## Work request
Which lines below mention "roof"? Pick each one out.

## Data for the task
▼

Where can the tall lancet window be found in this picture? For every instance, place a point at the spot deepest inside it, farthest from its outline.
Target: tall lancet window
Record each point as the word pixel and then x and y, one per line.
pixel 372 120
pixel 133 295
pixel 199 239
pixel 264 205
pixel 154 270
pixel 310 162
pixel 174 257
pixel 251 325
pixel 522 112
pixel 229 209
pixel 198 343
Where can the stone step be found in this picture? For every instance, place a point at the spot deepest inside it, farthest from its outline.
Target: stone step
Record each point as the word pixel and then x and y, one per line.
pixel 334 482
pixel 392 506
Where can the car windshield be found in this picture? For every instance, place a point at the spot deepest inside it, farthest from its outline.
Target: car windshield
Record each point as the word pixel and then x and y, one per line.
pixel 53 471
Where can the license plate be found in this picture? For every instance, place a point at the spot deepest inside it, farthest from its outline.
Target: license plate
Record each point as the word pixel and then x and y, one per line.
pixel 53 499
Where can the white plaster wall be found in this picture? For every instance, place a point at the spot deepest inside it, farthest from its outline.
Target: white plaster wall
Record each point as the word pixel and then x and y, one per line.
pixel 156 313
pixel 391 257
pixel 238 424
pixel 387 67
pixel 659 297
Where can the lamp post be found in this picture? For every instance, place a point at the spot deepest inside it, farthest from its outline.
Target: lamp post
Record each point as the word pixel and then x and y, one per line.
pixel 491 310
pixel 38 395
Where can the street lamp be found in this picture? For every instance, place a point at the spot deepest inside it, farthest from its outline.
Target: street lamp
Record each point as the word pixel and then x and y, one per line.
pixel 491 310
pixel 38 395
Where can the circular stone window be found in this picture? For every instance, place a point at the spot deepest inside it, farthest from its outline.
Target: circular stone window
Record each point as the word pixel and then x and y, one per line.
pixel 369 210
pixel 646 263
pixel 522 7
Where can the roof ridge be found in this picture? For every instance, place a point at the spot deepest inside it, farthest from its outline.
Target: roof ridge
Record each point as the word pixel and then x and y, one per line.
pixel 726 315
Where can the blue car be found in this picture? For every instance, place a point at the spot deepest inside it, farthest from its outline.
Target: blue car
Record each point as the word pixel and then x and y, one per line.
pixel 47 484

▲

## Solution for this task
Where can the roof ridge be found in this picture? For every instance, place a point at the spot deepest inside it, farthest from its outline.
Target: roof ridge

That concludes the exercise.